Hantavirus : 27 Français cas contacts identifiés et placés en isolement

Les analyses ont permis d’identifier que la souche Andes de l’hantavirus était à l’origine des cas survenus sur l’Hondius. Cette pathologie est transmise à l’homme par les rats ou autres rongeurs,
“via l’inhalation de particules contaminées”, détaille le ministère de la Santé. Un humain porteur peut en contaminer un autre “lors de contacts étroits et prolongés”. Le délai d’incubation peut être très long, jusqu’à six semaines.
Un décret paru ce lundi 11 mai au Journal officiel permet donc de maintenir une personne en isolement pendant 42 jours à l’hôpital. Selon BFMTV, la majorité des cas contact identifiés ont été placés en “auto-isolement”.
Après incubation, l’hantavirus provoque généralement des symptômes grippaux (fièvre, fatigue, douleurs musculaires). Il peut cependant évoluer vers une forme grave avec atteinte respiratoire sévère ou rénale.
--------------------
• Tâches à réaliser:
1 – Répondez à ces questions sur l'article consacré à l'hantavirus :
(a) Quelle souche de l'hantavirus est à l'origine des cas survenus sur l'Hondius ?
(b) Jusqu'à combien de temps le délai d'incubation peut-il aller ?
(c) Quels symptômes l'hantavirus provoque-t-il généralement après incubation ?
2 – Dans l'article consacré à l'hantavirus, recopiez le passage qui commence par "Un décret paru" et se poursuit jusqu'à "sévère ou rénale.", en remplaçant "BFMTV" par "France Info".
3 – Rédigez la suite de l'article consacré à l'hantavirus, à partir de sa dernière phrase.

• Extraits de données:
--------------------
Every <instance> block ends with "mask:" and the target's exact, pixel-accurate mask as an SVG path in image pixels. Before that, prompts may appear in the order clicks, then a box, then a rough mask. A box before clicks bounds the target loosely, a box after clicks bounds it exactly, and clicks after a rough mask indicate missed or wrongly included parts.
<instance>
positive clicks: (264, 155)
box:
--------------------
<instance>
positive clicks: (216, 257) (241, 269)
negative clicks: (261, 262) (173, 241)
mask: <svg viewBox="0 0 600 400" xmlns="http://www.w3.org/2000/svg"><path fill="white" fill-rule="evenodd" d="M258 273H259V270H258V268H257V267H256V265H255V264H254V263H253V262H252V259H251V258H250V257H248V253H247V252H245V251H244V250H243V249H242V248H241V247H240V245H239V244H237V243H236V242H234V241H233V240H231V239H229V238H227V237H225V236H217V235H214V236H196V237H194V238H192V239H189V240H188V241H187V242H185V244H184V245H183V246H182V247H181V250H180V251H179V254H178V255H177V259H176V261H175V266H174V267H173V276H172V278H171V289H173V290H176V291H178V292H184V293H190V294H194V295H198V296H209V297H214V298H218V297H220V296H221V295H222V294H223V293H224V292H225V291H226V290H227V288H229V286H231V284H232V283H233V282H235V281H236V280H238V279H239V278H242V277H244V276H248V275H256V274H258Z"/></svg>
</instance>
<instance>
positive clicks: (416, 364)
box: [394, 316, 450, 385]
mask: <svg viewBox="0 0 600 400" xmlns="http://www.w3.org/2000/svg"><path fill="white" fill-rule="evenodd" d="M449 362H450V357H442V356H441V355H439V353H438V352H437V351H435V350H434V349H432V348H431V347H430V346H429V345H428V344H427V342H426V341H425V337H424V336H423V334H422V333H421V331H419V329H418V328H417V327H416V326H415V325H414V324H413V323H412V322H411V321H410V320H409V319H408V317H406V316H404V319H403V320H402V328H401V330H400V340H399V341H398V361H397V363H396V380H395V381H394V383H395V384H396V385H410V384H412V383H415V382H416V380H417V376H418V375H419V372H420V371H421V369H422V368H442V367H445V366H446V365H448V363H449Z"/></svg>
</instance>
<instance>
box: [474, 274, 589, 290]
--------------------
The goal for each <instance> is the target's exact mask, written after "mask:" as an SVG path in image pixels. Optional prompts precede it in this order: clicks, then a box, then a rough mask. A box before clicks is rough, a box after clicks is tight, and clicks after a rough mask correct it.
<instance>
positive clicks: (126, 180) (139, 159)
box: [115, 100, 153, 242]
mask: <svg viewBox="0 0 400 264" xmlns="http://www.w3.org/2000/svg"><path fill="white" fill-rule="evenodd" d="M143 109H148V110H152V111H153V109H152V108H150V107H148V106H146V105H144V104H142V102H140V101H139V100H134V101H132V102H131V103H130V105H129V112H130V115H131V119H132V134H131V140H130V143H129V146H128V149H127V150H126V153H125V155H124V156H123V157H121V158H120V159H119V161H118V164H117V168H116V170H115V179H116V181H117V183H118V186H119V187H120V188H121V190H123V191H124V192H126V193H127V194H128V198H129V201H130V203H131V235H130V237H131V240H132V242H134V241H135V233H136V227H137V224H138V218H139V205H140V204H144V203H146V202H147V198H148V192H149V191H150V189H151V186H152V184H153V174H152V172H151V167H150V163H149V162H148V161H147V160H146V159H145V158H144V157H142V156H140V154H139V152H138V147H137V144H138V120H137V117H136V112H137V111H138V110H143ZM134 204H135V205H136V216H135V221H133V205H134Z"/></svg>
--------------------
• Résultats attendus:
1 –
(a) La souche Andes.
(b) Jusqu'à six semaines.
(c) Des symptômes grippaux : fièvre, fatigue, douleurs musculaires.

2 –
Un décret paru ce lundi 11 mai au Journal officiel permet donc de maintenir une personne en isolement pendant 42 jours à l’hôpital. Selon France Info, la majorité des cas contact identifiés ont été placés en “auto-isolement”.
Après incubation, l’hantavirus provoque généralement des symptômes grippaux (fièvre, fatigue, douleurs musculaires). Il peut cependant évoluer vers une forme grave avec atteinte respiratoire sévère ou rénale.

3 –
Le taux de létalité atteint alors 30 % à 60 %, selon l’ANRS, qui précise qu’”aucun traitement spécifique ni vaccin n’est actuellement disponible” contre cette infection.
Cela n’empêche cependant pas de traiter les symptômes. L’Organisation mondiale de la santé (OMS) considère cependant que le risque d’une pandémie mondiale reste faible.
Ce qu’il faut retenir :
27 Français auraient été identifiés comme cas contact à l’hantavirus Andes, lundi 11 mai 2026.
Outre les 5 touristes qui ont participé à la croisière, 22 auraient pris l’avion avec des malades.
Des mesures strictes ont été prises pour isoler ces personnes pendant plusieurs semaines.